[Source records]
+++
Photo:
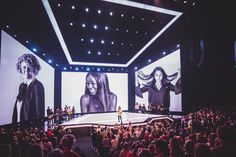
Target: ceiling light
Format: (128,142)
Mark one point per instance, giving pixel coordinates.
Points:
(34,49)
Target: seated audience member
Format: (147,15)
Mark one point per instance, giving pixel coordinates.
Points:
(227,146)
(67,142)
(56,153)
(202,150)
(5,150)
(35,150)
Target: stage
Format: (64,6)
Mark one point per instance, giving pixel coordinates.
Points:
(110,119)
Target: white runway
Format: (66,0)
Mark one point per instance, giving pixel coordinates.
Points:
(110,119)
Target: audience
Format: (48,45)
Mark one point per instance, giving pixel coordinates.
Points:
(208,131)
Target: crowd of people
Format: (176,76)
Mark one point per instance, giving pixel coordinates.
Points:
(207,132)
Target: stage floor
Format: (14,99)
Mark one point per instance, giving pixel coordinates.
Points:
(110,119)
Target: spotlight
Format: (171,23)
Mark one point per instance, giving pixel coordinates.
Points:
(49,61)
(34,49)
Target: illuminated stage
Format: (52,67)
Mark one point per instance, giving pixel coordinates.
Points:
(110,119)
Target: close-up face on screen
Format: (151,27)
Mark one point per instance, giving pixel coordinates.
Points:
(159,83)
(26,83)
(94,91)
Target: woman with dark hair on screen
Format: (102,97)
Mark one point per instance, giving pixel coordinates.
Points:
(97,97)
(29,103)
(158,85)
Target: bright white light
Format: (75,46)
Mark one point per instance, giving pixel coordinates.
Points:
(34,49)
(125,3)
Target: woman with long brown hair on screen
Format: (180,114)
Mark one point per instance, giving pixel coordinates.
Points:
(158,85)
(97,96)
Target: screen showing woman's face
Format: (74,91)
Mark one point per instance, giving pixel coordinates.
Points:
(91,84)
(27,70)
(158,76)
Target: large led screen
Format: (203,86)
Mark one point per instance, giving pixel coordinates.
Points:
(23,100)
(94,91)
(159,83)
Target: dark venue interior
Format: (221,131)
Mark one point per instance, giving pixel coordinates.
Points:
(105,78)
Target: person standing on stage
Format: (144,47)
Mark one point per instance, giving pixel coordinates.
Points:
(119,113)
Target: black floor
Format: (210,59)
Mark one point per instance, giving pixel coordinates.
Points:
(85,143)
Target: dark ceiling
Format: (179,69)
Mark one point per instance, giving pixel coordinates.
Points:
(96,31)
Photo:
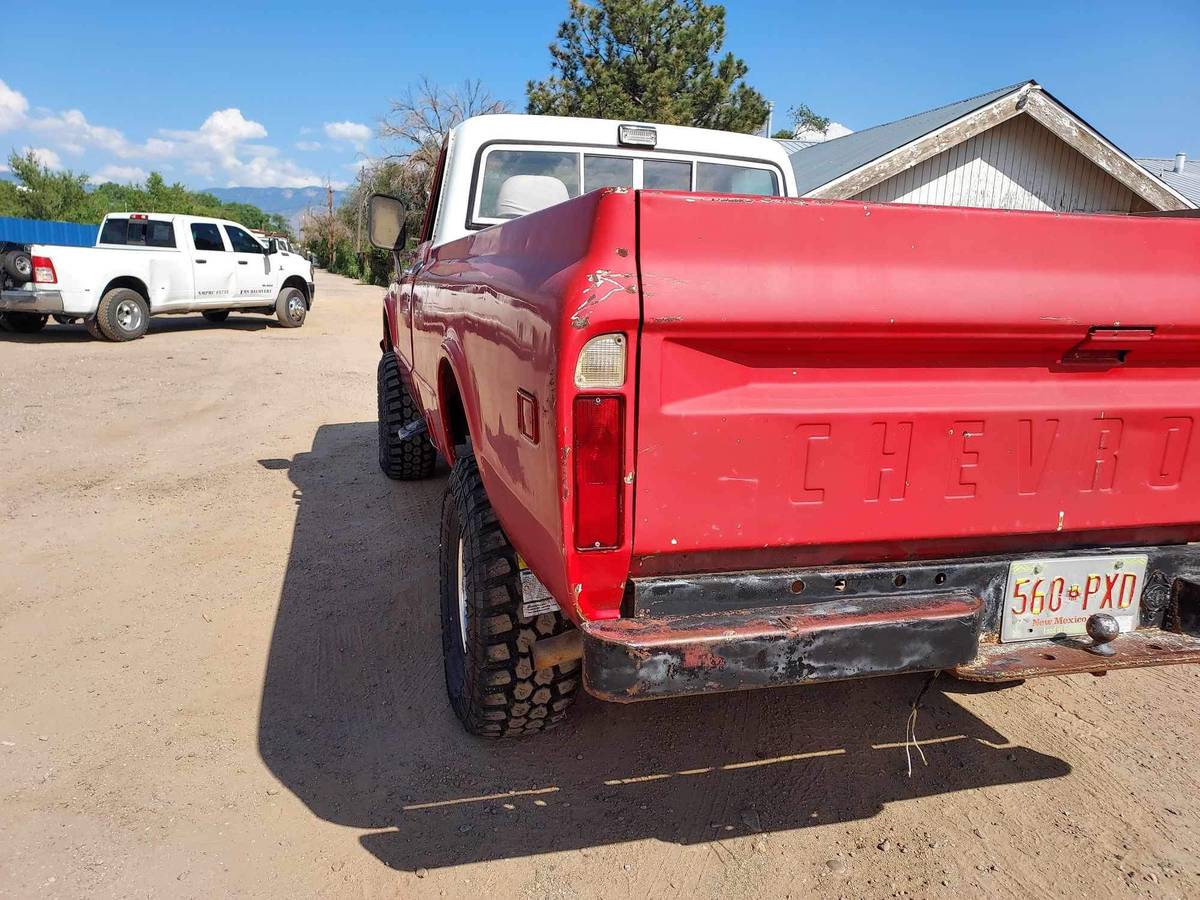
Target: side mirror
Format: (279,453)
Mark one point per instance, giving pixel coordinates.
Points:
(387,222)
+++
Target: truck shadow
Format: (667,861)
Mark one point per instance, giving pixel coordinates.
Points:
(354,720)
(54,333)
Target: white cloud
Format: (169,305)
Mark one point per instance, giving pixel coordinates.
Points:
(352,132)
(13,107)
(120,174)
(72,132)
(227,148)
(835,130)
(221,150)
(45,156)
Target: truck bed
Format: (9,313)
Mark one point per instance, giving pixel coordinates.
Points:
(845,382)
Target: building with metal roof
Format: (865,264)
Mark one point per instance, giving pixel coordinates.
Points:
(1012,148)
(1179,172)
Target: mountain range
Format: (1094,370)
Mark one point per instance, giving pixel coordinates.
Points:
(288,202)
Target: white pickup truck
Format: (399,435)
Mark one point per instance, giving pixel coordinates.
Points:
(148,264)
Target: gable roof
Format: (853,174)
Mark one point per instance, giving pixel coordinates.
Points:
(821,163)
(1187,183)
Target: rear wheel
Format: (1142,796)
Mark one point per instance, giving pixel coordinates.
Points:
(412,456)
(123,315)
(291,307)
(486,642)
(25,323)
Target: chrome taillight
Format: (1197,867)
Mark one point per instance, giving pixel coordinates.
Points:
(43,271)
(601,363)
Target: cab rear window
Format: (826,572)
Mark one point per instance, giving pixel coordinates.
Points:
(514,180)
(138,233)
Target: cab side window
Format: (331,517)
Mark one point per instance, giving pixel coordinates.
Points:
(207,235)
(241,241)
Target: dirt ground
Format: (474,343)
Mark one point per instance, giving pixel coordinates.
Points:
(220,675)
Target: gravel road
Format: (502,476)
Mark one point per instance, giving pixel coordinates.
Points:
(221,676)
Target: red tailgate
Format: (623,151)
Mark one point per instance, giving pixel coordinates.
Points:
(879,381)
+++
*What needs to be done*
What is needed is a copy of every line above in which "rear" appears.

*Solution to the problem*
Target: rear wheel
Target: cab rear window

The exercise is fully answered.